Copy every one of the records below line for line, changing nothing, and leave the pictures out.

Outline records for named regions
-- Begin --
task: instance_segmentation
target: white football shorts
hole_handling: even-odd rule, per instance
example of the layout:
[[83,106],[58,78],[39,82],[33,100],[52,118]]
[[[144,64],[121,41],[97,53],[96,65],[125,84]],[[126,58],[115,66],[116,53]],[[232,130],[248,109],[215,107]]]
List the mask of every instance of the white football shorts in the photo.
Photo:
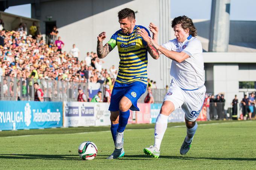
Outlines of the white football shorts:
[[185,113],[185,118],[194,122],[200,113],[204,100],[206,88],[204,86],[194,90],[185,90],[172,82],[164,99],[174,105],[175,110],[181,107]]

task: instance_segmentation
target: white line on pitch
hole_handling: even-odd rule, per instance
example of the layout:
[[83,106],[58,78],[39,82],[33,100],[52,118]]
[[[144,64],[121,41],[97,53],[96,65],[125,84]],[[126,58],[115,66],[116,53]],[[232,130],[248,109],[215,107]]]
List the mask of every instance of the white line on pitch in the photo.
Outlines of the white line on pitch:
[[[227,124],[227,123],[241,123],[241,122],[252,122],[252,120],[249,120],[249,121],[239,121],[239,122],[221,122],[221,123],[206,123],[206,124],[199,124],[199,126],[206,126],[207,125],[219,125],[220,124]],[[168,127],[168,128],[183,128],[183,127],[185,127],[186,126],[185,125],[180,125],[180,126],[171,126],[171,127]],[[148,129],[149,129],[149,130],[151,130],[151,129],[155,129],[154,128],[149,128]],[[128,129],[125,130],[125,131],[131,131],[132,130],[139,130],[139,129]],[[79,132],[78,133],[67,133],[67,134],[51,134],[52,135],[59,135],[59,134],[61,134],[62,135],[72,135],[72,134],[86,134],[87,133],[95,133],[95,132],[110,132],[110,131],[94,131],[94,132]],[[35,136],[35,135],[47,135],[47,134],[35,134],[35,135],[20,135],[20,136],[7,136],[6,137],[3,137],[3,138],[12,138],[12,137],[26,137],[28,136]],[[0,137],[1,138],[1,137]]]

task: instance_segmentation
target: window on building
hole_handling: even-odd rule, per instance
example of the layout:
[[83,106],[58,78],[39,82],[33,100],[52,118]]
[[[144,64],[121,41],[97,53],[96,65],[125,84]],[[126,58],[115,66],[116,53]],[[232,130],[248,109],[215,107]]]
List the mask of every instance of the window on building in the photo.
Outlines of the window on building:
[[256,81],[239,81],[239,89],[256,89]]

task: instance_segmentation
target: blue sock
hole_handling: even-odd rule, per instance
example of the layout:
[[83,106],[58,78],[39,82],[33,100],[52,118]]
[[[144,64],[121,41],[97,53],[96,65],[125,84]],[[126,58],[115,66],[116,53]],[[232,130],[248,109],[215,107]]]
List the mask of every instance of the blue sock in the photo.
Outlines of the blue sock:
[[119,124],[116,124],[115,125],[111,124],[111,127],[110,127],[110,130],[111,131],[111,133],[112,134],[112,137],[113,138],[113,140],[114,143],[116,141],[116,131],[117,130]]
[[191,129],[188,129],[187,128],[187,137],[186,138],[185,141],[187,143],[190,143],[192,141],[193,137],[197,131],[197,123],[196,122],[195,126],[193,128]]
[[119,113],[119,125],[117,128],[118,132],[123,132],[125,129],[126,125],[128,123],[128,119],[130,116],[130,110],[126,111],[120,111]]

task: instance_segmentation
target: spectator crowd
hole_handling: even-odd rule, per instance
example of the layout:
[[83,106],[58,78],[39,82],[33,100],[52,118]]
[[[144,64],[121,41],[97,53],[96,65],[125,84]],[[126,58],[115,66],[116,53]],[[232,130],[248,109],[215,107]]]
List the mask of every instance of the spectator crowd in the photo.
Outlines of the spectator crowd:
[[[29,31],[26,24],[21,23],[15,30],[5,30],[3,27],[0,32],[0,76],[5,77],[3,82],[4,96],[7,96],[8,90],[11,96],[14,95],[13,85],[11,84],[8,89],[7,84],[6,77],[9,77],[18,80],[18,94],[21,90],[22,94],[27,92],[27,79],[33,79],[39,85],[39,80],[41,80],[85,83],[89,91],[98,87],[97,84],[104,84],[104,92],[99,101],[109,102],[118,73],[114,66],[109,69],[103,68],[104,62],[93,51],[87,52],[83,59],[79,60],[80,50],[75,44],[70,47],[70,51],[63,51],[64,42],[58,36],[58,31],[56,26],[47,35],[46,42],[43,40],[40,27],[35,23]],[[148,87],[156,89],[155,82],[149,79],[149,81]],[[11,80],[12,83],[13,82]],[[32,83],[29,85],[32,86]],[[88,95],[84,92],[88,101]],[[78,92],[78,96],[79,93]],[[101,94],[98,95],[101,98]]]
-- End --
Full solution:
task: instance_segmentation
target: white football shorts
hole_handling: even-odd rule, per instance
example of the layout:
[[83,106],[58,78],[39,82],[33,100],[52,118]]
[[[144,64],[121,41],[97,53],[96,65],[125,84]],[[126,58],[115,66],[116,53]],[[232,130],[248,109],[215,107]]]
List the mask of every instance of the white football shorts in the photo.
Photo:
Outlines of the white football shorts:
[[185,113],[185,118],[194,122],[200,113],[204,100],[206,88],[204,86],[194,90],[185,90],[172,82],[164,99],[174,105],[175,110],[181,107]]

task: instance_segmentation
target: white line on pitch
hole_handling: even-odd rule, per instance
example of the layout:
[[83,106],[58,78],[39,82],[33,100],[52,118]]
[[[144,64],[121,41],[97,53],[96,65],[125,84]],[[126,58],[115,66],[116,53]],[[232,130],[248,109],[215,107]]]
List the mask of every instance of the white line on pitch in the photo.
Outlines of the white line on pitch:
[[[227,124],[227,123],[241,123],[241,122],[252,122],[252,120],[249,120],[249,121],[239,121],[239,122],[221,122],[221,123],[206,123],[206,124],[199,124],[199,126],[206,126],[207,125],[219,125],[220,124]],[[168,127],[168,128],[183,128],[183,127],[185,127],[186,126],[185,125],[180,125],[180,126],[171,126],[171,127]],[[148,129],[149,129],[149,130],[151,130],[151,129],[155,129],[154,128],[149,128]],[[128,129],[125,130],[125,131],[131,131],[132,130],[139,130],[139,129]],[[79,132],[78,133],[67,133],[67,134],[51,134],[52,135],[59,135],[59,134],[61,134],[62,135],[72,135],[72,134],[86,134],[87,133],[95,133],[95,132],[110,132],[110,131],[94,131],[94,132]],[[35,136],[35,135],[47,135],[47,134],[35,134],[35,135],[20,135],[20,136],[7,136],[6,137],[3,137],[3,138],[12,138],[12,137],[26,137],[28,136]],[[0,137],[1,138],[1,137]]]

task: instance_segmentation
target: window on building
hole_handling: even-odd rule, per instance
example of the layout:
[[83,106],[58,78],[39,82],[33,100],[52,118]]
[[[144,64],[121,41],[97,53],[96,65],[125,84]],[[126,58],[115,66],[116,53]],[[232,130],[248,109],[215,107]]]
List the mask of every instance of the window on building in the photo.
Outlines of the window on building:
[[256,81],[239,81],[239,89],[256,89]]

task: instance_segmentation
target: blue sock
hole_handling: even-odd rule, per instance
example of the layout:
[[83,106],[58,78],[39,82],[33,100],[52,118]]
[[[144,64],[121,41],[97,53],[96,65],[125,84]],[[126,58],[115,66],[116,53]],[[232,130],[248,109],[215,107]]]
List the mask of every instance of the blue sock in the photo.
Outlines of the blue sock:
[[119,124],[116,124],[115,125],[111,124],[111,127],[110,127],[110,130],[111,131],[111,133],[112,134],[112,137],[113,138],[113,140],[114,143],[116,141],[116,131],[117,130]]
[[191,129],[188,129],[187,128],[187,137],[186,138],[185,141],[187,143],[190,143],[192,141],[193,137],[197,131],[197,123],[196,122],[195,126],[193,128]]
[[119,113],[119,125],[117,128],[118,132],[123,132],[125,129],[126,125],[128,123],[128,119],[130,116],[130,110],[126,111],[120,111]]

task: instance_segmentation
target: spectator crowd
hole_handling: even-odd rule, per instance
example of the layout:
[[83,106],[58,78],[39,82],[33,100],[52,118]]
[[[144,64],[121,41],[97,53],[96,65],[125,84]],[[126,58],[115,66],[116,53]],[[232,130],[248,109],[215,107]]]
List the mask of every instance of the spectator crowd in the photo.
Outlines of the spectator crowd:
[[[29,31],[26,24],[21,23],[15,30],[5,30],[3,27],[0,32],[0,76],[5,77],[3,82],[4,96],[7,96],[8,90],[11,96],[14,95],[13,85],[11,84],[8,89],[7,84],[6,77],[9,77],[18,80],[18,94],[21,90],[22,94],[27,92],[27,79],[33,79],[39,85],[39,80],[41,80],[85,83],[89,91],[98,87],[97,84],[104,84],[104,92],[99,101],[109,102],[118,73],[114,66],[109,69],[103,68],[104,62],[93,51],[87,52],[83,59],[79,60],[80,50],[75,44],[70,47],[70,51],[63,51],[64,42],[58,36],[58,31],[56,26],[47,35],[46,42],[43,40],[40,27],[35,23]],[[148,87],[156,89],[155,82],[149,79],[149,81]],[[11,80],[12,83],[13,82]],[[32,83],[29,85],[32,86]],[[88,95],[84,92],[88,101]],[[78,92],[78,96],[79,93]],[[101,94],[98,95],[101,98]]]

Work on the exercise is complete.